- Records from a data collection
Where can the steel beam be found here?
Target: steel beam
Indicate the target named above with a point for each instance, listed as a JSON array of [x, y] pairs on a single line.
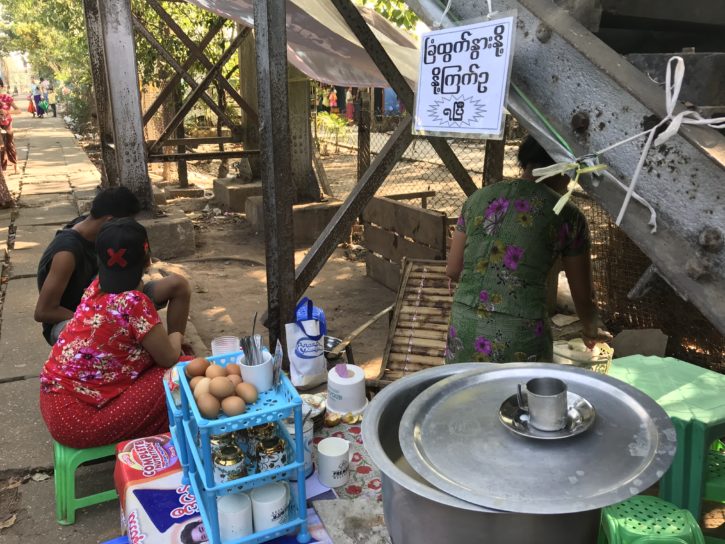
[[214, 29], [171, 61], [207, 156], [339, 226], [124, 98], [595, 98], [276, 163], [94, 35], [387, 67], [193, 142], [194, 51], [198, 91]]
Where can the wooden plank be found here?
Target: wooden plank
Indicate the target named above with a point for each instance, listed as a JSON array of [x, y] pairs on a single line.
[[382, 271], [436, 334], [410, 341], [394, 247], [421, 327], [421, 298], [424, 226], [439, 319], [416, 359], [442, 291]]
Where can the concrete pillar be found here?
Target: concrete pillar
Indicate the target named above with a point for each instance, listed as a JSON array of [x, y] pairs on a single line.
[[303, 177], [248, 91], [100, 90], [124, 98]]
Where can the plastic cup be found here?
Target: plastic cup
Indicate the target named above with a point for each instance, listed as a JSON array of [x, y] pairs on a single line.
[[260, 376], [224, 344]]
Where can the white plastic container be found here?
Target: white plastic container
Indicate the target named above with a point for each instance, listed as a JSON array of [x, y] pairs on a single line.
[[574, 352]]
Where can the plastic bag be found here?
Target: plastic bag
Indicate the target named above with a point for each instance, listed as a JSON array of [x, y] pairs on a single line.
[[306, 345]]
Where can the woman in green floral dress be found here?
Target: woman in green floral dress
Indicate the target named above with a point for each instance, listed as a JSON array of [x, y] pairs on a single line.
[[506, 241]]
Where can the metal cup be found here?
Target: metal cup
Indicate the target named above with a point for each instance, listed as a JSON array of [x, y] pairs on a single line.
[[546, 403]]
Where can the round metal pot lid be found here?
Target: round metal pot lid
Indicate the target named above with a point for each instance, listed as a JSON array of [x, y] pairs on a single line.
[[451, 435]]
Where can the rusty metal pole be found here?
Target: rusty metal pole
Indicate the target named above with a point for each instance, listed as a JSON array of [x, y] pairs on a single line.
[[276, 163], [100, 90], [124, 98]]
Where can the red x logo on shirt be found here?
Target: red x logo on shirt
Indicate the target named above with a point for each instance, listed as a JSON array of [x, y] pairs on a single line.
[[116, 257]]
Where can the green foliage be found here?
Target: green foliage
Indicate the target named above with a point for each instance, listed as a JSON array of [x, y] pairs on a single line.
[[395, 11], [51, 32]]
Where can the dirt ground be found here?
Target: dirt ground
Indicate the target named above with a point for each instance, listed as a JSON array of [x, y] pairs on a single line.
[[228, 279]]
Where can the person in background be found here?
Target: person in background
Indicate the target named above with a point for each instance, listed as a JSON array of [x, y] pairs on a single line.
[[69, 264], [6, 199], [52, 101], [36, 95], [333, 100], [7, 105], [325, 100], [506, 241], [103, 380], [349, 105], [44, 87]]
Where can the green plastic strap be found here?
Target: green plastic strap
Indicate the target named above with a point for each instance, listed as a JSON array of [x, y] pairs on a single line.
[[544, 120]]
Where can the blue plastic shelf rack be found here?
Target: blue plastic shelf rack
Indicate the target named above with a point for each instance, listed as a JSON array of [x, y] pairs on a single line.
[[271, 406], [177, 432]]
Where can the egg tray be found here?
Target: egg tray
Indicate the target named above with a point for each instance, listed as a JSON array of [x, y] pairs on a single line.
[[272, 406]]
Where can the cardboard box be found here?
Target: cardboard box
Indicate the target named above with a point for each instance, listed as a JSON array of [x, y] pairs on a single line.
[[155, 507]]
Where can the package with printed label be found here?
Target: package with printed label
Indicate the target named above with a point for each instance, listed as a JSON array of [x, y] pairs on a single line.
[[156, 508]]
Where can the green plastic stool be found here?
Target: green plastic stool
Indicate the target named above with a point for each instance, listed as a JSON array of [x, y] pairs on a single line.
[[66, 461], [648, 519], [715, 477]]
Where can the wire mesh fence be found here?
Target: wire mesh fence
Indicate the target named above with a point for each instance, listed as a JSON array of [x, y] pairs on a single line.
[[617, 262]]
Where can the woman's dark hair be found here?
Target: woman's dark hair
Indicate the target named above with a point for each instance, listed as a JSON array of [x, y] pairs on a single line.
[[532, 154], [115, 201], [185, 536]]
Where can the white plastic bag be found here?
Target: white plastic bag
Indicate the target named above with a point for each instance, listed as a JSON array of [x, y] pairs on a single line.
[[306, 353]]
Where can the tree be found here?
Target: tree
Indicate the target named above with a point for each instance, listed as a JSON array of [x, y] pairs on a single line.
[[395, 11]]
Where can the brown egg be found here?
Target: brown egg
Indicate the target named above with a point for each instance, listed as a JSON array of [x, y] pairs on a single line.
[[247, 392], [214, 371], [233, 369], [202, 387], [221, 387], [233, 406], [208, 406], [197, 367]]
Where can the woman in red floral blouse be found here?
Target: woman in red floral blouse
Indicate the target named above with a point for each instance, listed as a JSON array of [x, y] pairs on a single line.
[[103, 380]]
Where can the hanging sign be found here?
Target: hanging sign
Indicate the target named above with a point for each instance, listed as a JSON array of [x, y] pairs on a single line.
[[464, 79]]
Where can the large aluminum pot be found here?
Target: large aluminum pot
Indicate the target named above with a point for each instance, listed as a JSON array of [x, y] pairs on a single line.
[[418, 513]]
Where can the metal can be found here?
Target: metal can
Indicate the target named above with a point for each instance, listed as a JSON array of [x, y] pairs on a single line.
[[307, 437], [229, 464], [218, 441], [271, 454], [254, 435]]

- WHAT NEEDS TO BE DONE
Repeat the entries exactly and keep the pictures out of the copy.

- OUTPUT FOR THIS TASK
Where can the steel beam be found here?
Target: steel beam
Indicate the target named above with a point for each instance, listed as a JSON array of [x, y] pairs on a single line.
[[214, 29], [171, 61], [207, 156], [339, 226], [124, 98], [595, 98], [276, 163], [94, 35], [387, 67], [193, 142], [194, 51], [198, 91]]
Where can the wooden plank be found here?
Target: wooden plank
Indicate the target named above with a point for each instance, listed as a JSON array of [x, y] pairs on a single line.
[[382, 271], [436, 334], [410, 341], [394, 247], [421, 327], [421, 298], [424, 226], [439, 319], [416, 359], [442, 291]]
Where can the concrete pillar be found here?
Target: concrete pillar
Indicate the target named above with a point for each instance, listed as a JSON array of [x, y] pairs on a single line.
[[303, 177], [248, 91], [100, 90], [124, 98]]
Where can the plastic cup be found here?
Target: plastic cup
Indicate the target named above with a point for each instance, listed as a JSON array of [x, y] pairs on a single line.
[[260, 376], [224, 344]]
Where can the white plastic container be found here?
Target: white plastic container
Indicate the target named above with a point for each instance, listed as a JSON array of [x, y] pairs on a single line.
[[574, 352]]
Where can the plastic bag be found here?
Target: plastic bag
Indicate the target named above with a point for each instance, listed as a JSON array of [x, y] pairs on a single line.
[[306, 345]]
Where can the woman in green floral dress be found here?
Target: woman in green floral dress
Indicate the target named above with a point for each instance, listed as a JSON array of [x, y] pairs on a single line.
[[506, 241]]
Where can the metal cup be found here?
Target: metal cup
Indicate the target named above with a point for each instance, listed as a JSON array of [x, y] pairs on a single line.
[[546, 403]]
Where can the round metal pot lid be found here?
Target: round metal pot lid
Indicate the target named above with a point for each instance, listed as a JSON array of [x, y] pairs on a single line.
[[451, 435]]
Where can the rusty metal pole be found here?
Target: rusty metal pole
Indicate the target named above with a point for each instance, listed as a JSON array of [x, y] pairs on a single line.
[[276, 163], [100, 90], [124, 98]]
Where can the red x logo on shirt be found here?
Target: red x logo on shirt
Indicate the target named above with a point for each instance, listed as a JSON array of [x, y] pairs on a single line.
[[116, 257]]
Where can the green foliage be found here?
Target: green foliage
Indicate the target named above with a point for each instance, listed as a JSON array of [x, y] pairs on a single line.
[[395, 11], [51, 32]]
Where can the dirt ground be found here?
Target: dirt ground
Indicate the target named above with a point for each instance, listed as a JSON array of [x, y] pairs on a single line.
[[228, 279]]
Where can the person in background be found here?
Target: person in background
Indicate the target named above with a point for each instance, listed as a JSON array of [x, y] pairs on a single line.
[[69, 264], [6, 199], [52, 101], [36, 95], [333, 100], [7, 105], [325, 100], [506, 241], [103, 380], [349, 105], [44, 87]]
Where can the green plastic strap be found here?
Target: green plastic strap
Indicate the target named above with a point for each instance, listed as a JSON array of [x, y] pairs on a single line.
[[544, 120]]
Where can the blue plastic shelf rack be found here?
Target: blue plastic shelf rack
Indicate the target named above with a point for each instance, listed as a JSON array of [x, y] pairs on a single line.
[[271, 406], [177, 432]]
Where can the egg tray be found here?
Target: egg tray
Indicate the target named above with a point for each instance, listed as a JSON array of [x, y] pairs on a single line.
[[272, 406]]
Where can the cardboard box be found here?
Target: cardboard box
Indicate the target named above with a point for each instance, listed as a JSON array of [x, y] pairs on a single line.
[[155, 507]]
Where can the package with printed label be found here?
Target: package with printed label
Indicate the target named above with a point for each instance, listed as a JSON array of [x, y] pairs on a single line.
[[156, 508]]
Where can the green plastic stool be found here?
Target: green plastic stool
Indicate the target named above with a point for each instance, listed as a JSON array of [x, y] pairs on a single line.
[[66, 461], [648, 519], [715, 477]]
Where can the wire mesh fence be found here?
Target: wire mesh fence
Indicate the target named above with a point for each instance, listed as a JSON array of [x, y] pairs on a single line.
[[617, 262]]
Where can the woman's dark hair be found here?
Target: woman's dark hair
Indicate the target named above with a point for each instance, listed as a JSON array of [x, y] pairs on a single line.
[[532, 154], [115, 201], [185, 536]]
Where can the white plastic bag be found here?
Target: white plastic bag
Indicate the target named above with a point for each instance, listed as a JSON array of [x, y] pairs on a single line.
[[306, 353]]
Where can the tree be found here?
Target: tree
Indicate the target named above with a point for each instance, listed as a JSON array of [x, y] pairs on a single line.
[[395, 11]]
Where can the brown egg be found here?
Target: brown egg
Indicate the target named above with a point for each instance, listed as a JSON array of [x, y] pairs on a single line.
[[247, 392], [214, 371], [233, 369], [202, 387], [221, 387], [233, 406], [208, 406], [197, 367]]
Where can the woman in red floral blouse be found here?
Target: woman in red floral blouse
Indicate the target named above with a point for each instance, listed as a JSON array of [x, y] pairs on a single line.
[[103, 380]]
Where can the hanging sign be found here?
Target: hanging sign
Indicate the target named above with a point for each instance, listed as a JSON array of [x, y] pairs on a single line.
[[464, 79]]
Where can the large aluminum pot be found here?
Target: large aluminum pot
Indicate the target named above with a point for each instance, listed as a JSON array of [x, y] pairs on a single line.
[[418, 513]]
Where can the metal can be found here?
Target: metal can
Indicate the target named above with a point for each instance, listed as a JSON array of [x, y] pairs on a single line.
[[307, 437], [229, 464], [218, 441], [271, 454], [254, 435]]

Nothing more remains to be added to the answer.